[START Text to read]
Initially, MySpace needs to release itself from the tentacles of an old music business gone bad. MySpace needs to open itself up to the numerous cutting edge tools available to monetize artists and implement them within its artist community to build a viable 360 eco system. By aggressively taking the initiative, MySpace can take advantage of a game changing opportunity to reinvent the way the whole world does its music business.
Given that MySpace still has major cache as a big brand and is the only website on the planet that hosts virtually 100% of all musical artists, there is enormous potential for it to develop an all encompassing, scalable, lucrative and sustainable business model around its independent artist community. By controlling its own music business environment and using it to break its own artists into the mainstream, MySpace could easily supplant any need an artist may have for any kind of label involvement. Furthermore, artists will eventually be willing to pay for this opportunity. Ultimately, MySpace could cherry pick from its filtered, rising artists pool, help those it deems most worthy and market them to the world retaining a financial interest in them when they do.
Fans could easily become addicted to this new environment by becoming an active part of a reinvented music discovery process on MySpace. Motivated by power, big contests, and their emotional connection to music, MySpace could take their users’ involvement to a higher level in much the same way as when the millions of viewers of American Idol watch the show and become emotionally vested in its outcome. It is essential to seriously engage the fan population, motivate them to continually participate and monetize them every step of the way.
[END Text to read]
[START Excerpted records]
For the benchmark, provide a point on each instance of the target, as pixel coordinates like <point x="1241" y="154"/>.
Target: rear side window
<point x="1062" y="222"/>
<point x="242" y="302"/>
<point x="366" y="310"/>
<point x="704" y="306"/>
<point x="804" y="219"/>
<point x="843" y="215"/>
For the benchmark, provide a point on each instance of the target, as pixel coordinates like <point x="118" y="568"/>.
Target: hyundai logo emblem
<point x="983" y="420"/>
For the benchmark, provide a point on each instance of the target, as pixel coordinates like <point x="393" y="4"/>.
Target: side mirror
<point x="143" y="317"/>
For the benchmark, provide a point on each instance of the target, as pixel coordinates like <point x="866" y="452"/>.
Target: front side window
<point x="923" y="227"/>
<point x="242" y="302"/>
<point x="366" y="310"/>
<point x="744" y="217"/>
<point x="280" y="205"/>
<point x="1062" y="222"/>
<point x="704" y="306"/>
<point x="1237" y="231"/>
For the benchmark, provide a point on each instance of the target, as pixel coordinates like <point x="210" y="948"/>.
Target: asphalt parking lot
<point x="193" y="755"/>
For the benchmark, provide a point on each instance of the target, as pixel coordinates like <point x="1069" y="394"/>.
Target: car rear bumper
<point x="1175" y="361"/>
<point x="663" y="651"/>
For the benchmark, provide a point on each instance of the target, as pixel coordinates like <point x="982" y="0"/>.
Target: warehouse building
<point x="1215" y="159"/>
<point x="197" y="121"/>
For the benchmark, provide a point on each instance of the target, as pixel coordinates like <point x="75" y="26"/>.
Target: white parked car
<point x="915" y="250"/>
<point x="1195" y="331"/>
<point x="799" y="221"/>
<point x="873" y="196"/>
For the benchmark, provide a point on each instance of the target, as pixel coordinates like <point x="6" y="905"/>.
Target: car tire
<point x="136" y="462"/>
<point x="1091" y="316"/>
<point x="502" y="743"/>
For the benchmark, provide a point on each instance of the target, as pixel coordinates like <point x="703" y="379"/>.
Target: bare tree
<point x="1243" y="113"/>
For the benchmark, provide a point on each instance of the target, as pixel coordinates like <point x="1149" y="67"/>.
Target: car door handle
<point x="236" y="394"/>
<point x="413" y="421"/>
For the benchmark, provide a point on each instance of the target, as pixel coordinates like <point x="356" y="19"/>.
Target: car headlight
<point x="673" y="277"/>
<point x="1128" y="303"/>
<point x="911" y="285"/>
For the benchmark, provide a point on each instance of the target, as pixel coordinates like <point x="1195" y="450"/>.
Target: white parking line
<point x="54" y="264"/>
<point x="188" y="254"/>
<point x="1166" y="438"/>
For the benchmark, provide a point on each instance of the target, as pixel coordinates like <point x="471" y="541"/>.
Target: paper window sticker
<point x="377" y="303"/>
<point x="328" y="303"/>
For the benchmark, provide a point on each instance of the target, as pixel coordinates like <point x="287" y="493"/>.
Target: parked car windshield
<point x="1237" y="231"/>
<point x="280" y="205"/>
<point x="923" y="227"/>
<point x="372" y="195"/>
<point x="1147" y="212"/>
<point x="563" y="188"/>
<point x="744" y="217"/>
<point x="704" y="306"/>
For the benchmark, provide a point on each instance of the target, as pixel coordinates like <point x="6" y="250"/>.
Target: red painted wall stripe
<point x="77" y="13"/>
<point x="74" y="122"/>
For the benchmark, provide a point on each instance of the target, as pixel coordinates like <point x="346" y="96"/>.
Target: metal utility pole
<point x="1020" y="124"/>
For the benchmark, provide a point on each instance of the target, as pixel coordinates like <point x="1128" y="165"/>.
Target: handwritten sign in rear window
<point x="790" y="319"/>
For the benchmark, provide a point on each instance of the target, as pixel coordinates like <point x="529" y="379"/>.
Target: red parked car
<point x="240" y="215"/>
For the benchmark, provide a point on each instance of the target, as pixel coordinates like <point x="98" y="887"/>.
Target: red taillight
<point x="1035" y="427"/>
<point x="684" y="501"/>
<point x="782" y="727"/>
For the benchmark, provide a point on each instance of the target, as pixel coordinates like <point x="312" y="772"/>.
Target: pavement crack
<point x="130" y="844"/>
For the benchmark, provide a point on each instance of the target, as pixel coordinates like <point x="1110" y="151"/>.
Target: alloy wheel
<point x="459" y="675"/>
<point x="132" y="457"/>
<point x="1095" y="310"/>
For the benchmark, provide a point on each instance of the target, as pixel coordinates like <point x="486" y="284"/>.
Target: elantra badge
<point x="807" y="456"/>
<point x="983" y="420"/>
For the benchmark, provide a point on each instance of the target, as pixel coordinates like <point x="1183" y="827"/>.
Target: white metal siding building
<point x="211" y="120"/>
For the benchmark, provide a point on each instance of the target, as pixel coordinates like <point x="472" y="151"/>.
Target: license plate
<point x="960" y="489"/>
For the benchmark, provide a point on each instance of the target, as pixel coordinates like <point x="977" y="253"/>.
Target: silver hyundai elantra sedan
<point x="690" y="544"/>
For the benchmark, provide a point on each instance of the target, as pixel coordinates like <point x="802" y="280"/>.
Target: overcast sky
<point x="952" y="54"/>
[END Excerpted records]
Instructions for the task: Edit the stretch of the MySpace text from "Fans could easily" through "of the way.", putting "The Voice" in place of "American Idol". These records have no connection to the MySpace text.

Exercise result:
Fans could easily become addicted to this new environment by becoming an active part of a reinvented music discovery process on MySpace. Motivated by power, big contests, and their emotional connection to music, MySpace could take their users’ involvement to a higher level in much the same way as when the millions of viewers of The Voice watch the show and become emotionally vested in its outcome. It is essential to seriously engage the fan population, motivate them to continually participate and monetize them every step of the way.